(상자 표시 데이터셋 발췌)

"""

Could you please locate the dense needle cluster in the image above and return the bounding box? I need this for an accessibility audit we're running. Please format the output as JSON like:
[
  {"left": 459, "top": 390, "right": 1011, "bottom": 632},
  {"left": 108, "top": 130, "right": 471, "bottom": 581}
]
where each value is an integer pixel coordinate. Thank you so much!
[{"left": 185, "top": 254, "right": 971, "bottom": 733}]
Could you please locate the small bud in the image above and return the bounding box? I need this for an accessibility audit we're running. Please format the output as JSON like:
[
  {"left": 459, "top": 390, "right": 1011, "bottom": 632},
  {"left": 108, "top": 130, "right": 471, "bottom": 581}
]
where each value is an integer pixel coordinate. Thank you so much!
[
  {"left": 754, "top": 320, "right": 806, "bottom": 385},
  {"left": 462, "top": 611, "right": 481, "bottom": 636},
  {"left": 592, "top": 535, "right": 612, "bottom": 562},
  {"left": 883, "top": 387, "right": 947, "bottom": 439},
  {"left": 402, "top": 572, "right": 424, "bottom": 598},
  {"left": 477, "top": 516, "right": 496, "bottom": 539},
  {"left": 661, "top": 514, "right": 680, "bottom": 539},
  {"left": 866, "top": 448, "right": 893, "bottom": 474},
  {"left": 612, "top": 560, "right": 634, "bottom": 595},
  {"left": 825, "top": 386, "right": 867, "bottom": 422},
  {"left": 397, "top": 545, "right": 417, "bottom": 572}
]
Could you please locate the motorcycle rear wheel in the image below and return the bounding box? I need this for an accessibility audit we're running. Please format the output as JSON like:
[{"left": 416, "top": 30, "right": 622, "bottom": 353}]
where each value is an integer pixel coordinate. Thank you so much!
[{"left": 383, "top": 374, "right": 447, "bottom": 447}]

"""

> **과제**
“Could you please locate the motorcycle” 문구가 들어 있는 줄부터 기록의 끝까지를 다시 쓰되, “rear wheel” 대신 “front wheel” 표현으로 바꾸고 나머지는 모두 그대로 두세요.

> **과제 답변**
Could you please locate the motorcycle front wheel in the image below and return the bounding box? I need this for an accessibility audit we're running. Please format the output as JSON like:
[{"left": 416, "top": 30, "right": 622, "bottom": 353}]
where each value is an integer pixel coordinate. Thank you so much!
[{"left": 383, "top": 374, "right": 447, "bottom": 447}]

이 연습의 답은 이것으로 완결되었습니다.